◆ REQUIREMENT ◆
Extract the lines beginning at the one that holds "If you would be willing to mark the dense" and ending at the final line of the material below, keeping them exact and leaving out all pictures.

.....

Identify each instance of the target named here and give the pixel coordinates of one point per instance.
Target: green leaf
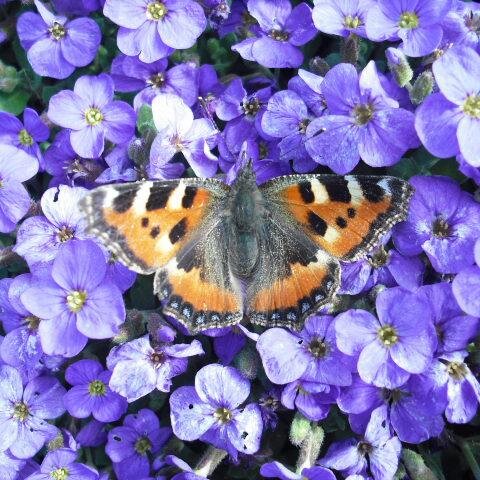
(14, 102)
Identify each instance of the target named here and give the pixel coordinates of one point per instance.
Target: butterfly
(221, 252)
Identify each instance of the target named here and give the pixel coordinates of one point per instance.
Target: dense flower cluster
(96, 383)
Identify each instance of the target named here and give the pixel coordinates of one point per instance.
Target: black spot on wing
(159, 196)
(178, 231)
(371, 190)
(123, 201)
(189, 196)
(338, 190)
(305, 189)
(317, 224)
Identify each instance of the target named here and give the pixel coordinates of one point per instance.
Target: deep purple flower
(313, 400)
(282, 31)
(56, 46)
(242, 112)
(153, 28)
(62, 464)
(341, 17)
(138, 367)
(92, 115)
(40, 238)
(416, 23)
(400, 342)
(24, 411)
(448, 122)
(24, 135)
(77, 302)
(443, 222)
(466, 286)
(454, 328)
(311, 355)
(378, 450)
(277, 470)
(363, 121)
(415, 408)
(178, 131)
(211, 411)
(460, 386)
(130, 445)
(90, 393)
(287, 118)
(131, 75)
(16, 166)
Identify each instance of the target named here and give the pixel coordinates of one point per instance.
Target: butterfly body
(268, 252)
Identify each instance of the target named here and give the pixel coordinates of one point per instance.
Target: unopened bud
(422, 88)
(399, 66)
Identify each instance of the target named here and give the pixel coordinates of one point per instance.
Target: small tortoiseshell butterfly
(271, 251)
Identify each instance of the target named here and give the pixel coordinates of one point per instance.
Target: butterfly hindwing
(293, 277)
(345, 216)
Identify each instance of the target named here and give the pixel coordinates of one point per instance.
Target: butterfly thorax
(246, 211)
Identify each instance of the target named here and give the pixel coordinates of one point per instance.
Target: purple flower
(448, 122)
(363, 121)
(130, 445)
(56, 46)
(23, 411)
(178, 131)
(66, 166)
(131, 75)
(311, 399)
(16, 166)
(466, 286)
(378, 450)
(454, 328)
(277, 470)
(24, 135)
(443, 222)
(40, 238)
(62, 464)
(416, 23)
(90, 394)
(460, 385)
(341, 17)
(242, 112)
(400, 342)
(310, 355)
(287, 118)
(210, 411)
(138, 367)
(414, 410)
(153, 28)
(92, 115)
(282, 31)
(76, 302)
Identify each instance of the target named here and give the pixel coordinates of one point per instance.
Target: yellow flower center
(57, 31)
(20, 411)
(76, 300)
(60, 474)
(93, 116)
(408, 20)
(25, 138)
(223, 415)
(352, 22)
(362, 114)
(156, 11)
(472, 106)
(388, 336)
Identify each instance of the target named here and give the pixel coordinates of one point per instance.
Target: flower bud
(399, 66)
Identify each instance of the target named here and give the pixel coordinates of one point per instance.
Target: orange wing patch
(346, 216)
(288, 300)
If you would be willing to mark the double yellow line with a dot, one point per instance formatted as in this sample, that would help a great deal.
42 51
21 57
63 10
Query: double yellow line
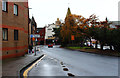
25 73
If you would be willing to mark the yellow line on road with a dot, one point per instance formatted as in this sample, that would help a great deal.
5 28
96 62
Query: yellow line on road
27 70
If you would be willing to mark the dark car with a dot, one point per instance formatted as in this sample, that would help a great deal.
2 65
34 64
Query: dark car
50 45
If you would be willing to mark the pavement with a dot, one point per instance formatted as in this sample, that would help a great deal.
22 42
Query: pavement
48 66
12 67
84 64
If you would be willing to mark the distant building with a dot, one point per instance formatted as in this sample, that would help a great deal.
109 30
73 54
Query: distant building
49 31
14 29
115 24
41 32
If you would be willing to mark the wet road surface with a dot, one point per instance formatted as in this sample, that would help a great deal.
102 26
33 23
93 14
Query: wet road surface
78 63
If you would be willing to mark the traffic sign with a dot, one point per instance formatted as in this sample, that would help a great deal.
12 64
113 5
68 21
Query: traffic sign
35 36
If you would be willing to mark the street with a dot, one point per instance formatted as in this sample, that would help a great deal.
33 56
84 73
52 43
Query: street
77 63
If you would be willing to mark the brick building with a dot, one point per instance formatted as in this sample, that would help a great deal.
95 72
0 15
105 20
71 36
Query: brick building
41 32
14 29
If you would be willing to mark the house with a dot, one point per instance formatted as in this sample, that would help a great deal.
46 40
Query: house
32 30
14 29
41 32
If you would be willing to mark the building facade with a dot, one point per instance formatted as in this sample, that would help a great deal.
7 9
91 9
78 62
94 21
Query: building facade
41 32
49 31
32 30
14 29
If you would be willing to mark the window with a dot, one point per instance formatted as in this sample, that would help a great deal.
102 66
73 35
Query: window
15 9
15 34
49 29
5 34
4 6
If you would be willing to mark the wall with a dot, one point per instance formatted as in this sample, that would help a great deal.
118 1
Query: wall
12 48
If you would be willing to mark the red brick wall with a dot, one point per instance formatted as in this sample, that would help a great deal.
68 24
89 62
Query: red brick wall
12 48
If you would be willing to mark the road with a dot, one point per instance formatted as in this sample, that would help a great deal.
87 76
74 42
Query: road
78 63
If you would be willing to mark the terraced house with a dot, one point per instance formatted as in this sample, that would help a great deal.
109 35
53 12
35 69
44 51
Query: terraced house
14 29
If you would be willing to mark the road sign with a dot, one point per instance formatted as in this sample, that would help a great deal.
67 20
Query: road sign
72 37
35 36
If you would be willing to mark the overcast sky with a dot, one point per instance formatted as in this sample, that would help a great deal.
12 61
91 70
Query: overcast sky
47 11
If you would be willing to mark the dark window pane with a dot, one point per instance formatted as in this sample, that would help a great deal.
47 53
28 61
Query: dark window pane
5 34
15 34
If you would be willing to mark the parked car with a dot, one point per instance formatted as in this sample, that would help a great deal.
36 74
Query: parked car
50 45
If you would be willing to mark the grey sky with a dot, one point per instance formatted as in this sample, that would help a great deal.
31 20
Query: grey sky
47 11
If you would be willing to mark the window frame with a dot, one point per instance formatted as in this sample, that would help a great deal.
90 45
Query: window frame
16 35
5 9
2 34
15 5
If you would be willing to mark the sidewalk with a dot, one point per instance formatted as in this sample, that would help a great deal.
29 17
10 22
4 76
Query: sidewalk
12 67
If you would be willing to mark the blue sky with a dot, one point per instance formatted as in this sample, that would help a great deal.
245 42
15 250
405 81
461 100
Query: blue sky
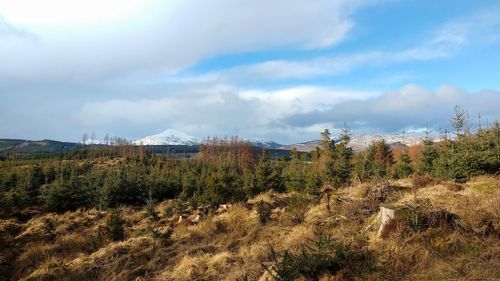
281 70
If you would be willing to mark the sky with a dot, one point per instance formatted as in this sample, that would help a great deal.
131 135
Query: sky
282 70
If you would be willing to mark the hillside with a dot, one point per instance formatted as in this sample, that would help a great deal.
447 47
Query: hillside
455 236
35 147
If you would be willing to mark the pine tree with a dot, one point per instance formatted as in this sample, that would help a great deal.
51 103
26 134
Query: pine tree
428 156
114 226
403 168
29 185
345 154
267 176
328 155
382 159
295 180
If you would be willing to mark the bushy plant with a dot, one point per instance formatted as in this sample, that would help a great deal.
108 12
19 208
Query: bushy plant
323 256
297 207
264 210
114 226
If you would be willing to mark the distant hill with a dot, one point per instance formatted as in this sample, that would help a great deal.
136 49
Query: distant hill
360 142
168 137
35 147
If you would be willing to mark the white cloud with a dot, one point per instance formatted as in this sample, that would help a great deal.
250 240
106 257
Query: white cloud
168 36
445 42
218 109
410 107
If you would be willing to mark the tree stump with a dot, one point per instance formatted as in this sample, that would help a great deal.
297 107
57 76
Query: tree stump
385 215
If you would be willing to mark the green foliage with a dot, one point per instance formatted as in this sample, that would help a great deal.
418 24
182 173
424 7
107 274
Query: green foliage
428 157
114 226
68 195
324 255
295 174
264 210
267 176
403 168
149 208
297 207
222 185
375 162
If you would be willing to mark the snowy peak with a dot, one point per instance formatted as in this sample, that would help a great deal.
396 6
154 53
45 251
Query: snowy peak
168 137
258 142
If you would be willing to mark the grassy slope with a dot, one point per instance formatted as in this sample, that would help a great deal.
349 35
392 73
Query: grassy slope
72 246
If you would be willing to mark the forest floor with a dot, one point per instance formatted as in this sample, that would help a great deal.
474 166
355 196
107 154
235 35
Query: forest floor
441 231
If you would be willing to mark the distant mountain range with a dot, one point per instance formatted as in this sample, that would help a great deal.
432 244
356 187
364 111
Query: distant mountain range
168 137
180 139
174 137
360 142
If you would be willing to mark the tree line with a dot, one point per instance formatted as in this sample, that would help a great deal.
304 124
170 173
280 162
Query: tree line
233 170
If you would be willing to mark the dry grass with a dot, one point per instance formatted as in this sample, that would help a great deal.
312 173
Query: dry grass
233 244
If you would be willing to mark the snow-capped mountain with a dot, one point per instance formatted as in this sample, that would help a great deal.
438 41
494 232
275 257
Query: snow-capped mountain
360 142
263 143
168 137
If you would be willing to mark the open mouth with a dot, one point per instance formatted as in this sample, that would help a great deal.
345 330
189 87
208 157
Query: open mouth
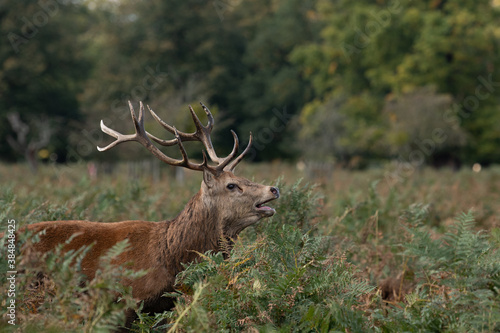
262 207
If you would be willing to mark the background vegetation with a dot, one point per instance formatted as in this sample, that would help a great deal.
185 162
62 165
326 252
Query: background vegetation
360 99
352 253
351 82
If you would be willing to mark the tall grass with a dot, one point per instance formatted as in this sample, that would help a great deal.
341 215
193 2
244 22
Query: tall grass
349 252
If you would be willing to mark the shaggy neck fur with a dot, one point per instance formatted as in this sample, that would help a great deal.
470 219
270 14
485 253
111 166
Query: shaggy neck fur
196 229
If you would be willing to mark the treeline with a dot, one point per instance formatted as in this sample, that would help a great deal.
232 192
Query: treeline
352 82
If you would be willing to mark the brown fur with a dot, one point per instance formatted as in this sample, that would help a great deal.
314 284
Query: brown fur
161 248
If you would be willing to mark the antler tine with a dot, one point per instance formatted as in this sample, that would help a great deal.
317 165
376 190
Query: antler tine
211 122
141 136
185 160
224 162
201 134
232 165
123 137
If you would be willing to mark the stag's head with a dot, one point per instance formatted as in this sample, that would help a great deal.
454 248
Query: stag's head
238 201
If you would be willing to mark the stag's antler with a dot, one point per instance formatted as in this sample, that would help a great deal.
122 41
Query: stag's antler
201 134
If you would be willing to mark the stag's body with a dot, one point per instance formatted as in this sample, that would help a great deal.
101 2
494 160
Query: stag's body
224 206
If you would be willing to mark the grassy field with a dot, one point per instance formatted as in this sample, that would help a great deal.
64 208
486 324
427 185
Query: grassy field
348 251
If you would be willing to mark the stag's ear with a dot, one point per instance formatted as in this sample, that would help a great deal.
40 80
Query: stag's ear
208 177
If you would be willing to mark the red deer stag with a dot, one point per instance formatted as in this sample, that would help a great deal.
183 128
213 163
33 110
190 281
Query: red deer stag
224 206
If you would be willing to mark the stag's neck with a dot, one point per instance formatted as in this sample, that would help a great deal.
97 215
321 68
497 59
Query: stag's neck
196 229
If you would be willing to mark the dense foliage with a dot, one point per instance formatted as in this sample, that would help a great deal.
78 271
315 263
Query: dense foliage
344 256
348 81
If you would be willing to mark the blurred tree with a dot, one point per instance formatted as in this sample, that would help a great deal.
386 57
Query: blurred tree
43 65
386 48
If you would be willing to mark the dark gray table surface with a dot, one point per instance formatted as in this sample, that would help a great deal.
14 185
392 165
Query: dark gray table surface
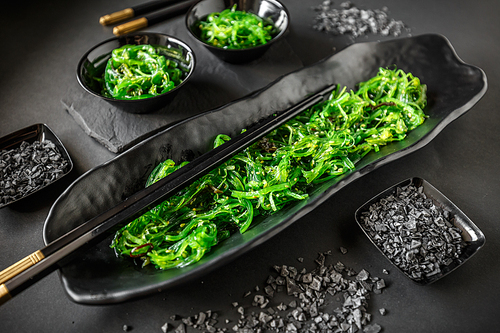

.....

◆ OUTPUT BELOW ◆
If you would be willing to mark the dense foliage with a dot, one point per instance formatted as in this sample, that would help a great deal.
78 271
315 263
Query: dense foliage
344 256
348 81
If you would be willing to mark the blurred tree with a dot, one point per instance formatted as in this sample, that would help a great deal.
386 57
Query: blurred tree
43 65
386 48
If you would be willing to mark the dark gray table surface with a dot, one point per instance formatted as in this sample, that would help a great deal.
14 185
392 165
Query: dark gray table surface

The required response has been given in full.